» **WHAT YOU NEED TO DO**:
Start with the line that holds "format = compact". Please copy it and each remaining line below exactly, leaving pictures out.

--- EXTRACTED MATERIAL Enclosed Below ---

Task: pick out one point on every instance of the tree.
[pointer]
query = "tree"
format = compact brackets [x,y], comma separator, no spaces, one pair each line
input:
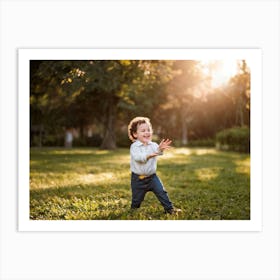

--- End of Enclosed EXTRACTED MATERIAL ---

» **SOLUTION**:
format = compact brackets [x,y], comma separator, no spaces, one pair each line
input:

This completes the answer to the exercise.